→ What is expected
Only the number is wanted: how many lines of these entries contain the word "instance"?

[Working data — start]

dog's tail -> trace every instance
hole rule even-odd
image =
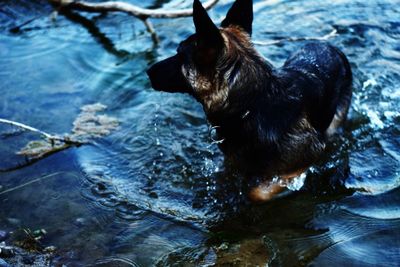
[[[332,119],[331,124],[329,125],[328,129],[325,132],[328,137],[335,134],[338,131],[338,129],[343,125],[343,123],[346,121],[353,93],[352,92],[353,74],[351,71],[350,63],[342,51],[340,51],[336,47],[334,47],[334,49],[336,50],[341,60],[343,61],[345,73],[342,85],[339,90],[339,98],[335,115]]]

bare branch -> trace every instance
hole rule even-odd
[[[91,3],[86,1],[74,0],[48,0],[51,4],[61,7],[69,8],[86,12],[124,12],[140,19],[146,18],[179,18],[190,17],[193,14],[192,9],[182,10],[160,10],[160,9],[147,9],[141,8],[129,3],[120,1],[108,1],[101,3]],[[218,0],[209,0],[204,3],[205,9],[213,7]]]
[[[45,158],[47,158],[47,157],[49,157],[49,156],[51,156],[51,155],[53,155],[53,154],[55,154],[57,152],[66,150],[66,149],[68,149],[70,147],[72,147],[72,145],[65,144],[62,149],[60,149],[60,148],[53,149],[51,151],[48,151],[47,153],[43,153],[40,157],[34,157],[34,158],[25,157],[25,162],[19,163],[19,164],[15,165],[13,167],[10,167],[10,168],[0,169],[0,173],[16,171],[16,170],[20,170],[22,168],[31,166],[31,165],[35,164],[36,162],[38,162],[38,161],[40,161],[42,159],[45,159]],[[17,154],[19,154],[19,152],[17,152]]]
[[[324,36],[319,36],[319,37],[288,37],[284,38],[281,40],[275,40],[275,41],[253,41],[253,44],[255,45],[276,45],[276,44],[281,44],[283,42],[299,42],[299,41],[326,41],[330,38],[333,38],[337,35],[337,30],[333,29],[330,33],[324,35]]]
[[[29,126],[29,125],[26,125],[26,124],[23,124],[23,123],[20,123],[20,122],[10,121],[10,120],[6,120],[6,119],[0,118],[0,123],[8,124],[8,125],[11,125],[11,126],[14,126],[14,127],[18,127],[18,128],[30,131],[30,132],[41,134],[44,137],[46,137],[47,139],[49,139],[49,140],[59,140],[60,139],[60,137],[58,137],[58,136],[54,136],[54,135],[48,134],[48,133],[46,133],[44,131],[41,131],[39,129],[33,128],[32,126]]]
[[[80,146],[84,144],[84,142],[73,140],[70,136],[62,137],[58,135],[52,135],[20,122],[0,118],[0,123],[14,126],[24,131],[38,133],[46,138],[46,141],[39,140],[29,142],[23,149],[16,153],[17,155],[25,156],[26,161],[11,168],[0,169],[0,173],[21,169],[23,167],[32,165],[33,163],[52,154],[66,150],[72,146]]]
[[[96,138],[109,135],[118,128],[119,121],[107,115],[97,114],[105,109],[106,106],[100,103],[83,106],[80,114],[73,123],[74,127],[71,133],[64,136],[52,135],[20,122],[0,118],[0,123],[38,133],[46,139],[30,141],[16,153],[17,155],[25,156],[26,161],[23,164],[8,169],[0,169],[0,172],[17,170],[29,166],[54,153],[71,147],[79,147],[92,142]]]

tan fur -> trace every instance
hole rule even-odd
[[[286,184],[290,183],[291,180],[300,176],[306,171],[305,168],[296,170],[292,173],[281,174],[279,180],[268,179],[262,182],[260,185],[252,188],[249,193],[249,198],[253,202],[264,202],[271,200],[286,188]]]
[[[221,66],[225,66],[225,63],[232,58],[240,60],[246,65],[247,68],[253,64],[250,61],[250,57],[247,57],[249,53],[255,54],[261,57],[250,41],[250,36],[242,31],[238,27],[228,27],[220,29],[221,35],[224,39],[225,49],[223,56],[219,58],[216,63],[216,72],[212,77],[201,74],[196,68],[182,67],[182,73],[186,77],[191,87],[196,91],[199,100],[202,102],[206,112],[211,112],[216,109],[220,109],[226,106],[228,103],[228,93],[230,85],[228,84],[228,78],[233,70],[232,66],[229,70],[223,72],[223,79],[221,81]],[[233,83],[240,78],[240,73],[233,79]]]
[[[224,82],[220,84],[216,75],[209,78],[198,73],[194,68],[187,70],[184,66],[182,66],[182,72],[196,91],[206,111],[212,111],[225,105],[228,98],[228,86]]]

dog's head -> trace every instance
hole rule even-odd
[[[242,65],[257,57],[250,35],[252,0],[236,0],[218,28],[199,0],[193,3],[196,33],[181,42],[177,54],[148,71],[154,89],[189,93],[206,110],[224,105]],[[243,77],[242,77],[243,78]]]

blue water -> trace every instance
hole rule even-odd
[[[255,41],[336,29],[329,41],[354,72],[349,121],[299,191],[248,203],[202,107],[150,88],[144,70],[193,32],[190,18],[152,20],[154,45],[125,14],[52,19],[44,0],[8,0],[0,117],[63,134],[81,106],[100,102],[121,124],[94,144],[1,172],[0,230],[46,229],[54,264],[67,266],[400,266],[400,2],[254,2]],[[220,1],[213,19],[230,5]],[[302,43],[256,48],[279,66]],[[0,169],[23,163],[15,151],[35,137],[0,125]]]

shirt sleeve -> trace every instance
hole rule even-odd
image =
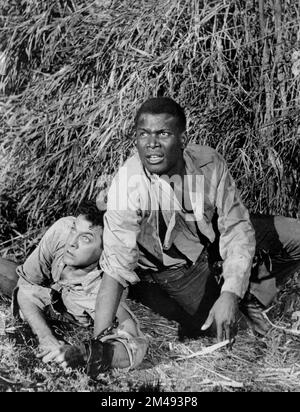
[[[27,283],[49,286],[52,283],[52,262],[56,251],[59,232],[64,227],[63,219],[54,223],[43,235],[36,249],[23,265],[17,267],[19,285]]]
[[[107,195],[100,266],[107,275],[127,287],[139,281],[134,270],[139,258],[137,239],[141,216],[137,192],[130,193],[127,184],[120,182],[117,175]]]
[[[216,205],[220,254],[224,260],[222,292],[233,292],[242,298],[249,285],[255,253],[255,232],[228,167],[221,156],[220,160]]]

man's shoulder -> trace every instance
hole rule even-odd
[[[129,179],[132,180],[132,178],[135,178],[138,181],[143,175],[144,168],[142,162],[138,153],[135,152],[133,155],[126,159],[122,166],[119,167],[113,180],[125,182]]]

[Working data — finish]

→ The completed task
7